SUPPLIED RECORDS:
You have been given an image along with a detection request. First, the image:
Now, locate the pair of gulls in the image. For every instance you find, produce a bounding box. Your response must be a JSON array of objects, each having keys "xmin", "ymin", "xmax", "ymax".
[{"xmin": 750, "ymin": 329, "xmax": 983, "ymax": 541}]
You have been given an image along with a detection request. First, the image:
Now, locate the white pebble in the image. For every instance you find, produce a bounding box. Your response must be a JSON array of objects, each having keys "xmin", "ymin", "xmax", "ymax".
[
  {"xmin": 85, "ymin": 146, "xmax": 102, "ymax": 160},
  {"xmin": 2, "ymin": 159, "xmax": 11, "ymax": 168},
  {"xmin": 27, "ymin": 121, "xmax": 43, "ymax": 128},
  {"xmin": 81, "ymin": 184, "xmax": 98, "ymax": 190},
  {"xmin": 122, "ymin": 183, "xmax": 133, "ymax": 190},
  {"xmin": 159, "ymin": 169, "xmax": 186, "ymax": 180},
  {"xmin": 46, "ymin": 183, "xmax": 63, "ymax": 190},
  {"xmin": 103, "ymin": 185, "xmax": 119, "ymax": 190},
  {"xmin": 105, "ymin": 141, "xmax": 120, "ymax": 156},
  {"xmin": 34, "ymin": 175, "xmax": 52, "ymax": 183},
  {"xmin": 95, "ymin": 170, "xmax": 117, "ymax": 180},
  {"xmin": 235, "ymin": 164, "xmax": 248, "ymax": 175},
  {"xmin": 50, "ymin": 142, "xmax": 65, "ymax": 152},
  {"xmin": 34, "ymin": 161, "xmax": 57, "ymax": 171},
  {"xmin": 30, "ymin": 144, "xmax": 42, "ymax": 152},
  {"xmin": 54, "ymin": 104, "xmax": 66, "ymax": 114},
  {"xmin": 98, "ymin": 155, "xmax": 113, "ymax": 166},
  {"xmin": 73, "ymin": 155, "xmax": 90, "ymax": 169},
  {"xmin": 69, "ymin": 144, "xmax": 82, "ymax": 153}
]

EXERCISE TASK: Rewrite all the entries above, changing "detection request" to "labeling request" everywhere and keeping everything else the same.

ANSWER BELOW:
You have been given an image along with a labeling request. First, the image:
Now, locate the pair of gulls in the image. For every instance you find, produce a bounding box. Your response must be a JSON array of objects, each having keys "xmin", "ymin", "xmax", "ymax".
[{"xmin": 750, "ymin": 329, "xmax": 983, "ymax": 541}]
You have been given an image along with a labeling request. First, the image:
Now, locate the white pebble in the image. For every instance you find, produce a bounding box. Your response must be a JSON array of objects, each having keys "xmin", "ymin", "xmax", "ymax".
[
  {"xmin": 85, "ymin": 146, "xmax": 102, "ymax": 160},
  {"xmin": 2, "ymin": 159, "xmax": 11, "ymax": 168},
  {"xmin": 27, "ymin": 121, "xmax": 43, "ymax": 128},
  {"xmin": 81, "ymin": 184, "xmax": 98, "ymax": 190},
  {"xmin": 122, "ymin": 183, "xmax": 133, "ymax": 190},
  {"xmin": 159, "ymin": 169, "xmax": 186, "ymax": 180},
  {"xmin": 46, "ymin": 183, "xmax": 63, "ymax": 190},
  {"xmin": 103, "ymin": 185, "xmax": 119, "ymax": 190},
  {"xmin": 105, "ymin": 141, "xmax": 120, "ymax": 156},
  {"xmin": 34, "ymin": 175, "xmax": 52, "ymax": 183},
  {"xmin": 95, "ymin": 170, "xmax": 117, "ymax": 180},
  {"xmin": 235, "ymin": 164, "xmax": 248, "ymax": 175},
  {"xmin": 50, "ymin": 142, "xmax": 65, "ymax": 152},
  {"xmin": 34, "ymin": 161, "xmax": 57, "ymax": 171},
  {"xmin": 30, "ymin": 144, "xmax": 42, "ymax": 152},
  {"xmin": 54, "ymin": 104, "xmax": 66, "ymax": 114},
  {"xmin": 98, "ymin": 155, "xmax": 113, "ymax": 166},
  {"xmin": 73, "ymin": 155, "xmax": 90, "ymax": 169},
  {"xmin": 69, "ymin": 144, "xmax": 82, "ymax": 153}
]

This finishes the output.